Text block:
===

# C2C Just finished (c)



## satch (Dec 19, 2012)

My second C2C made this for my sister in law for her birthday. I used The woman's institute soft and smooth aran yarn it was really lovely to work with. Thanks for looking.


----------



## gramknits (Aug 3, 2011)

That is absolutely beautiful! Did you use a pattern? You did a wonderful job!


----------



## shoppingwithsunshine (Jul 25, 2012)

It's lovely.Well done .


----------



## Mamaria21 (Mar 26, 2018)

Nice work - it’s lovely. The colors work nicely together


----------



## Scrapdog (Nov 17, 2016)

That is really beautiful. Your sister-in-law will love it.


----------



## Chrisanne (Oct 21, 2016)

That's beautiful. What a great colour combination. Lucky sister in law.


----------



## Susan from NC (Jan 23, 2013)

Beautiful job. Your sil is one lucky gal. May I ask what border did you use. It really works well with the blanket.


----------



## yarndriver (Aug 24, 2014)

Well, that is just gorgeous!!! Don't you love C2C blankets? They are my "go-to" most of the time and always look great whether with self striping like Sweet Roll or simply left-overs from other projects. Knit or crochet on!!!


----------



## luree (Feb 21, 2014)

Very pretty.


----------



## YNotCrochet (Jun 11, 2017)

Very pretty and I love your colors. The border is the perfect finishing touch.


----------



## marilyngf (Nov 5, 2011)

beautiful. Such lovely colors


----------



## chubs (Nov 5, 2011)

very pretty and i love the border


----------



## satch (Dec 19, 2012)

No I didn't use a pattern and the border was simply DC with every other stitch front post and a round of SC in between colour changes. Thank you all for all your kind words.


----------



## Naneast (Jun 12, 2011)

Beautiful work. :sm24:


----------



## nvnannie (Sep 21, 2016)

Love it, beautiful colors!


----------



## Pocahontas (Apr 15, 2011)

Just BEAUTIFUL !! Your work is so very neat...well done. :sm24:


----------



## grandday (Apr 15, 2011)

Stunning work.


----------



## madknitter07 (Mar 23, 2012)

Ooooh I love the colours. it looks beautiful.


----------



## Catlady45 (Sep 6, 2014)

Great looking blanket.


----------



## tortie (Dec 23, 2016)

Beautiful work. Sister in law will surely appreciate this Afghan made with such care. ????


----------



## dandre1974 (Dec 21, 2014)

You have just helped me with a new border for my c2c, which I love doing. Thank you.


----------



## kmangal16 (Mar 26, 2013)

Gorgeous blanket. Love your colour choice.


----------



## Prettyyarn (Jul 7, 2017)

Very pretty colors


----------



## Prettyyarn (Jul 7, 2017)

Very pretty colors


----------



## Mitch (Apr 4, 2011)

Beautiful!

===

Data shown:
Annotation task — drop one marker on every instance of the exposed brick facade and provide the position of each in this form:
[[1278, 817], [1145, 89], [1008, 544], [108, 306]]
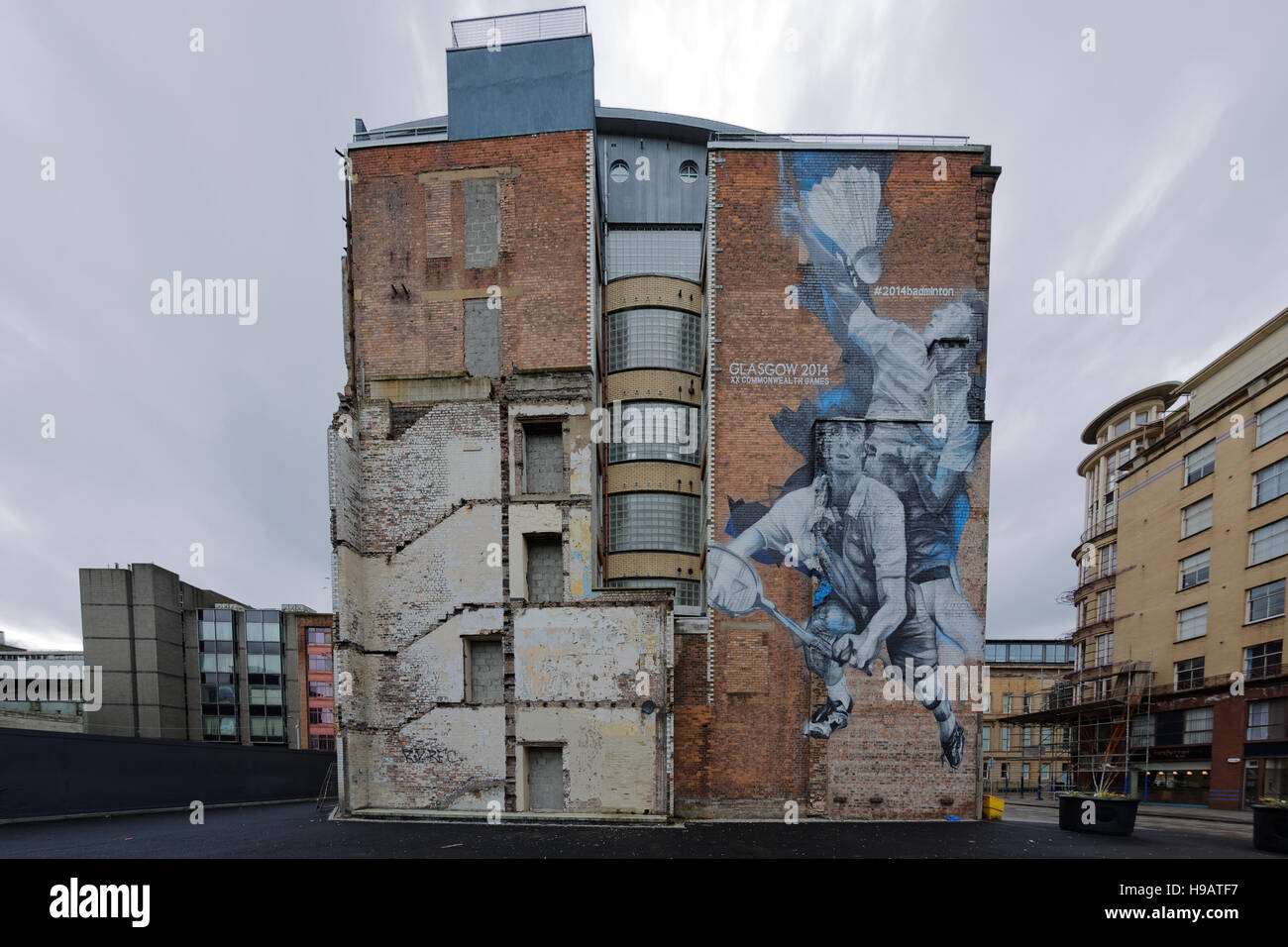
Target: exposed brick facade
[[743, 750], [541, 187]]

===

Task instructions:
In the thread about the finished C2C blanket, how does satch say the border was made?

Exercise solution:
It was double crochet with every other stitch worked as a front post stitch, plus a round of single crochet between color changes.